Texto para leitura:
#####

Figura 6 - Inauguração de Brasília:
Parlamento ao fundo

Esta colocação pode nos servir para introduzir outro mito que acompanha as polêmicas sobre Brasília -a de cidade símbolo do urbanismo moderno, cuja forma é responsável pela estratificação social e espacial de seus habitantes.

Machado, em artigo sobre a imagem urbana de Brasília, observa que as análises do modo de vida nesta cidade não se desvinculan de seu desenho, de sua proposta espacial (12).

"Enquanto nas análises de outros meios urbanos o debate se desprende do espaço para avaliar o modo de vida, no caso de Brasília não há esse desprendimento."

Em qualquer outra cidade é possível perceber a segregação por estratos sociais no espaço, mas só em Brasília a nova organização espacial tem a culpa.

Desse modo, às expectativas criadas pela propaganda do nacional-desenvolvimentismo somam-se as expectativas geradas pelo fato de tratar-se de uma proposta que iria finalmente concretizar os postulados do urbanismo moderno. Passa a ser exigido de Brasília o que não se exige de nenhuma outra cidade brasileira.

Não se trata de defender a cidade, mas de tentar colocar a crítica em seu devido lugar. Como bem diz Santos (13):

"Brasília só poderia ser o que é: ponto para onde convergiam as esperanças de toda uma Nação, mas lugar de concretização de desigualdades que não cessam de aumentar."

[fim da página 161]

O próprio Lúcio Costa (14), há duas décadas de distância do projeto da cidade, declarava:

"Brasília é um exemplo de como não projetar uma cidade no Brasil (...) Assim como a morte de Le Corbusier foi um alívio para todo o mundo, o fato de que Brasília fosse construída foi um alívio para todos os arquitetos que finalmente se libertaram daquele pesadelo, daquela arquitetura moderna que vinha desde 1936 até Brasília."

Quê quer dizer? Que o modelo não funcionou?

Insistimos que Brasília foi um gerador de ilusões sobre transformações que não ocorreram. Mas, se por um lado é impossível realizar a aspiração de uma sociedade mais justa através do desenho, por outro a cidade cumpre alguns objetivos políticos e econômicos concretos (15):

"Brasília marca um momento importante da história do território como tentativa bem sucedida de unir pontos distantes, possibilitando contactos mais rápidos e mais numerosos. Assim, as mensagens e ordens emanadas do Estado se tornam mais eficazes."

#####

Problema proposto A:
Responda às perguntas abaixo com base no texto sobre Brasília.
(i) Segundo Machado, de que as análises do modo de vida em Brasília não se desvinculam?
(ii) Na citação de Santos, Brasília é lugar de concretização de quê?
(iii) Na declaração de Lúcio Costa, desde que ano vinha a arquitetura moderna?
Problema proposto B:
Liste todas as pessoas mencionadas pelo nome no texto sobre Brasília.

#####

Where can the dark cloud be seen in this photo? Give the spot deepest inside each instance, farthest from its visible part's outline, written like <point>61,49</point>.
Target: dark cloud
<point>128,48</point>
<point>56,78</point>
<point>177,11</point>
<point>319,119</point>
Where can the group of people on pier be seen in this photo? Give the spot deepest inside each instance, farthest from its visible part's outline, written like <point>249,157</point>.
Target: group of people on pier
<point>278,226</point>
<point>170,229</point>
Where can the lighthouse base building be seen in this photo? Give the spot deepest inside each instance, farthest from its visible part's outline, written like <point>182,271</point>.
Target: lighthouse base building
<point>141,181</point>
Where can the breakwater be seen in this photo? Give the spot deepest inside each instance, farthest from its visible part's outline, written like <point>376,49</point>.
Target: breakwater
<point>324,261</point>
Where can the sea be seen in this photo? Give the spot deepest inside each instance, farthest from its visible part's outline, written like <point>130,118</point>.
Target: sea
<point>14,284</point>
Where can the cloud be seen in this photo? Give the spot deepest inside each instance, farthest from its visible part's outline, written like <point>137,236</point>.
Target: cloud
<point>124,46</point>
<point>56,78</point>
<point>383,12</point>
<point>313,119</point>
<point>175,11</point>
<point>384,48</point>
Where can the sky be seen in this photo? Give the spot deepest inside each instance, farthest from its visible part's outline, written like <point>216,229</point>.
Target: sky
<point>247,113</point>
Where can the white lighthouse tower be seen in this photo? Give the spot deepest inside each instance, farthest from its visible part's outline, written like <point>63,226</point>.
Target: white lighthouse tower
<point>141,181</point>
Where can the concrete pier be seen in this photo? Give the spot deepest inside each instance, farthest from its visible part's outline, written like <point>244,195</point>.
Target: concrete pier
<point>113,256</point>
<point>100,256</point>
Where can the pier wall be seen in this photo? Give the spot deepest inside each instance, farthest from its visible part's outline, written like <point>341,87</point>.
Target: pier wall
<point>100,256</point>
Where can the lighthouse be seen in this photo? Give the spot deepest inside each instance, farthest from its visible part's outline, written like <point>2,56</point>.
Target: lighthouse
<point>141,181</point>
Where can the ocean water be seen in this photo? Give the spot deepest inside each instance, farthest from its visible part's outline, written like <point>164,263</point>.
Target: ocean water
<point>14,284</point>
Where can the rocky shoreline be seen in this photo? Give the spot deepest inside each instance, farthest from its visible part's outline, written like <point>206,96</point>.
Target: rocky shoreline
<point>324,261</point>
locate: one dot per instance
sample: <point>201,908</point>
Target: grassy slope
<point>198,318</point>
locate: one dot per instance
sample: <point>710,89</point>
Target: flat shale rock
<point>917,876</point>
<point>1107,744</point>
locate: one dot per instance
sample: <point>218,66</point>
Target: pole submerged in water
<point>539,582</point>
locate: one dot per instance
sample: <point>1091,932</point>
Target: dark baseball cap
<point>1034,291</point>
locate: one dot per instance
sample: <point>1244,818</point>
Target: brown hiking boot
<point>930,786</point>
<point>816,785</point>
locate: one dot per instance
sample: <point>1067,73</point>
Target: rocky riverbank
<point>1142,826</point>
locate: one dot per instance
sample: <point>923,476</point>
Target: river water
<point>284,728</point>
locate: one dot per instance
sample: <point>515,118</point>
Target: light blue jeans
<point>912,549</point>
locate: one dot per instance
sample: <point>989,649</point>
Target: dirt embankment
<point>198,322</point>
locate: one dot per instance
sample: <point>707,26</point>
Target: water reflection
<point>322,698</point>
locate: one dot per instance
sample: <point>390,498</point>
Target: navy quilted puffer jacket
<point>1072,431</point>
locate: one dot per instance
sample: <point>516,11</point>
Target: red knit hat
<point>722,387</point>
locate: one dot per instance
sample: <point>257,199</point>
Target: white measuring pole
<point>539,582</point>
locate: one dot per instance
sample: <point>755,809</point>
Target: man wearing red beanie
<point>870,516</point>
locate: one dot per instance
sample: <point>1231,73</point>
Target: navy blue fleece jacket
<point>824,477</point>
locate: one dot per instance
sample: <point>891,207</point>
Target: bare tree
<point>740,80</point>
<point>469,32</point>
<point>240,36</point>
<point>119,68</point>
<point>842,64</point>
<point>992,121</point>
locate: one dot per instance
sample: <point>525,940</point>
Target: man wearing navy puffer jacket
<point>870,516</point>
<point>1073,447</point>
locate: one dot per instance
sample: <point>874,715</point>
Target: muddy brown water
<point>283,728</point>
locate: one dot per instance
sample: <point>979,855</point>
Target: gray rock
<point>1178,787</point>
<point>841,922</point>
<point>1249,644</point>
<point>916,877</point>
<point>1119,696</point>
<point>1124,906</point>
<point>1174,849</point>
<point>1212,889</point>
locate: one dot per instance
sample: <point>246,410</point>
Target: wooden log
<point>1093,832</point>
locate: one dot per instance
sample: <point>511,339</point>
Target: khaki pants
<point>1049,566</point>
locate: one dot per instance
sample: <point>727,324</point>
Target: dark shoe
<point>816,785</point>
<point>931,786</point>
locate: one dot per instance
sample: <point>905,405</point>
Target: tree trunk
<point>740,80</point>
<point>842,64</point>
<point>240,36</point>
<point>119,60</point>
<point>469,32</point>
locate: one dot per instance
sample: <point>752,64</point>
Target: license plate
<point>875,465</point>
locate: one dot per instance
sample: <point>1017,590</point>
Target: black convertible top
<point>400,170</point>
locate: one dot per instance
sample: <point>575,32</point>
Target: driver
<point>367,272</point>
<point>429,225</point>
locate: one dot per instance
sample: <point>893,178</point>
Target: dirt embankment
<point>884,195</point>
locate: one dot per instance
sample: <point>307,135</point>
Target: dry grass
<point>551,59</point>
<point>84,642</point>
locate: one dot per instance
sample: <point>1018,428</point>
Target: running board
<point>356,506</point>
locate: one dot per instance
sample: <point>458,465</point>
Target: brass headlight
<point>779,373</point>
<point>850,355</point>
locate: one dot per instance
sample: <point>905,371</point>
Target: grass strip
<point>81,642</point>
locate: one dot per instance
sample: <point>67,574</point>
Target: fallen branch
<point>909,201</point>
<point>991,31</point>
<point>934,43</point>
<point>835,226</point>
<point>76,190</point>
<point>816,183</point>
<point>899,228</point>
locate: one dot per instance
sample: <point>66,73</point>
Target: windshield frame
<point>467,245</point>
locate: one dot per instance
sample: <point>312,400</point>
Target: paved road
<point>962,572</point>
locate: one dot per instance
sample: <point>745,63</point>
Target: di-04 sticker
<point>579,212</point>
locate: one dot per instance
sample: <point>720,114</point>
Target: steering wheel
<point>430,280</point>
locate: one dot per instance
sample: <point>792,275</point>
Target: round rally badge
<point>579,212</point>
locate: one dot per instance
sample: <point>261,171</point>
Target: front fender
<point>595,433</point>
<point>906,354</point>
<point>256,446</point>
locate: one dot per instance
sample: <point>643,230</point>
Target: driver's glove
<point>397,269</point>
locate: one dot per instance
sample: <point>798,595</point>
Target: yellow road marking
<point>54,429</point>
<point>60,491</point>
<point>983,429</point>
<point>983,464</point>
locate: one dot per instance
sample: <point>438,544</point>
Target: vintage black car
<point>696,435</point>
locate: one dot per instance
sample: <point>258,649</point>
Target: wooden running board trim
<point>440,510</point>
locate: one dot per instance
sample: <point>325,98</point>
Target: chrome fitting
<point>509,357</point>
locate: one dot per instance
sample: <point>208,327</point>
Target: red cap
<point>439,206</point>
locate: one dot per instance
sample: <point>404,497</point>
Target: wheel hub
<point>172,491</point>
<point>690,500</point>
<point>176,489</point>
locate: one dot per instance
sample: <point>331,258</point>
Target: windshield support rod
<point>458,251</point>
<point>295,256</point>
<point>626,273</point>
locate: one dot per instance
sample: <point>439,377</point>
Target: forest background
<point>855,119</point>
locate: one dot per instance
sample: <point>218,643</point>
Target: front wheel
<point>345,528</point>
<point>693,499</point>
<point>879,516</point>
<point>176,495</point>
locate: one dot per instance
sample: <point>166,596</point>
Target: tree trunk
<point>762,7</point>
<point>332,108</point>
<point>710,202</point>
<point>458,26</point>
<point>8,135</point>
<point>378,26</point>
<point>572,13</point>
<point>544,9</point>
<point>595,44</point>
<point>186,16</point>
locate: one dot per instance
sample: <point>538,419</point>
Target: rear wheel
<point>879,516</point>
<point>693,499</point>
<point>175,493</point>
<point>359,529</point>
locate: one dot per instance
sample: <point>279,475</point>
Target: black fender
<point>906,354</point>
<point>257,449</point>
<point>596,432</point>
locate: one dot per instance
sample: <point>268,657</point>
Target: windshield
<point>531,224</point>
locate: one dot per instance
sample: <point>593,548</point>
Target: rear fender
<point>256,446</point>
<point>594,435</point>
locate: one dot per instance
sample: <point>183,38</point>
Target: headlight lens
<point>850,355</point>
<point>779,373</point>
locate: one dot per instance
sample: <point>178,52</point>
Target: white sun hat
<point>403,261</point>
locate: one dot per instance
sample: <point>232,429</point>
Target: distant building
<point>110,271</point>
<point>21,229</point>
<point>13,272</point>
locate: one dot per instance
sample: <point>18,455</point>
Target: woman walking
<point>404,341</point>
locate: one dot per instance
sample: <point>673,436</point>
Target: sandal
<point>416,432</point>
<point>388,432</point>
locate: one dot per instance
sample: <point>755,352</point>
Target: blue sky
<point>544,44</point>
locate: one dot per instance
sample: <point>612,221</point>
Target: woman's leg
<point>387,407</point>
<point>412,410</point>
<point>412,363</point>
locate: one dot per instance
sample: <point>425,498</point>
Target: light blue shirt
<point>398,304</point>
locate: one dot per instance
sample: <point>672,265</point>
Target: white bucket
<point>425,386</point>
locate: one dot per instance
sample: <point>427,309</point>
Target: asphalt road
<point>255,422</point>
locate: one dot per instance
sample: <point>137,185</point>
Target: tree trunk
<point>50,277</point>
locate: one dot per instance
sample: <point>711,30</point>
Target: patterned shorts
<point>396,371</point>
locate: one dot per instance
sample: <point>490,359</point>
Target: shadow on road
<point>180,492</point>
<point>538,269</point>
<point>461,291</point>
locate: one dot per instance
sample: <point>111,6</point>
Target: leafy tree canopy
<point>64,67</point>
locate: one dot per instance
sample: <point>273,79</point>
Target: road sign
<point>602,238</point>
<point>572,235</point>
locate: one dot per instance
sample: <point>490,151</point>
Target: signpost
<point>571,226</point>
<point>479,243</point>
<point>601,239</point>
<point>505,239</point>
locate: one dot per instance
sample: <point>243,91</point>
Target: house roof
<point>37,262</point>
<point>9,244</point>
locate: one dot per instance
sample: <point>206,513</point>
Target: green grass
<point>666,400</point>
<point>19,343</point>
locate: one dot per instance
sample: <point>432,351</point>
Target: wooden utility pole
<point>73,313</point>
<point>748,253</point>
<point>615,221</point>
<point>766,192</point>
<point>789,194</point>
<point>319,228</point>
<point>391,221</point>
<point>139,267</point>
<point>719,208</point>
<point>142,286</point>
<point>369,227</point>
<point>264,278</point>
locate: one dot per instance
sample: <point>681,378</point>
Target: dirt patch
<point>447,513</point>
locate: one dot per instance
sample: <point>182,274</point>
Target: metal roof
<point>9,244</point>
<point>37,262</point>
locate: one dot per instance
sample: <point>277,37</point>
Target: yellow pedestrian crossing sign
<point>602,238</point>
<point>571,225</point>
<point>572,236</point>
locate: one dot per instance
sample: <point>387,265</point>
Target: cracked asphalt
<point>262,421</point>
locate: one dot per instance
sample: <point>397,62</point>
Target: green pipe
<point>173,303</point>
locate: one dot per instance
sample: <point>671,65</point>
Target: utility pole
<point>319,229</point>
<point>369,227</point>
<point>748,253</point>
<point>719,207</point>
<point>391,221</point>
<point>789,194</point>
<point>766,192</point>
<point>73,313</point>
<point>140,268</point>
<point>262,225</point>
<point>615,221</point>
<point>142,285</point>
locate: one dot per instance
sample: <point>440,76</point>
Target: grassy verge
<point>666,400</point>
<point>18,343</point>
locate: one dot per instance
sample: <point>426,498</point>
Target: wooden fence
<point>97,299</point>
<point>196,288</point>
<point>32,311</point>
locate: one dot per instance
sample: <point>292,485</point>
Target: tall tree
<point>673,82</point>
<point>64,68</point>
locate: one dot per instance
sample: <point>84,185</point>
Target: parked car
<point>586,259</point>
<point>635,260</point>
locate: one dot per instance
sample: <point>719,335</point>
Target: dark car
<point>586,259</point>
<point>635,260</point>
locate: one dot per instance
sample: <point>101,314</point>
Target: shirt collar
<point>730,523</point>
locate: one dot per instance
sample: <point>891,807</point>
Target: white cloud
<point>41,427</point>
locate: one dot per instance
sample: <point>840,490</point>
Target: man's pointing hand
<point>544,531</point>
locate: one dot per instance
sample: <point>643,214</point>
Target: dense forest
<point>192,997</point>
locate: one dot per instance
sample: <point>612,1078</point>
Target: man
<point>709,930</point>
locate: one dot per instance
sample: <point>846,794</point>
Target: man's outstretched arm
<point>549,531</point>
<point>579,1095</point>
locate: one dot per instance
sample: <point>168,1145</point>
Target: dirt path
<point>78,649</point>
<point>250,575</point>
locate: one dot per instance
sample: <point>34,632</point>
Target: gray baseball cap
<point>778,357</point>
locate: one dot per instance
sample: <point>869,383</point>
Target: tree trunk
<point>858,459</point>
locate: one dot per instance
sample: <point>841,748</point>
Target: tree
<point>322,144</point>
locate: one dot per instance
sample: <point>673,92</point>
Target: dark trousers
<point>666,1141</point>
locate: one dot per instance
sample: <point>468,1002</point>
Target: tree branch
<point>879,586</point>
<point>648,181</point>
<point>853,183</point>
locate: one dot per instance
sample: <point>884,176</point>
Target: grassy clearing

#####

Resposta escrita A:
(i) De seu desenho, de sua proposta espacial.
(ii) De desigualdades que não cessam de aumentar.
(iii) Desde 1936.

Resposta escrita B:
Machado
Santos
Lúcio Costa
Le Corbusier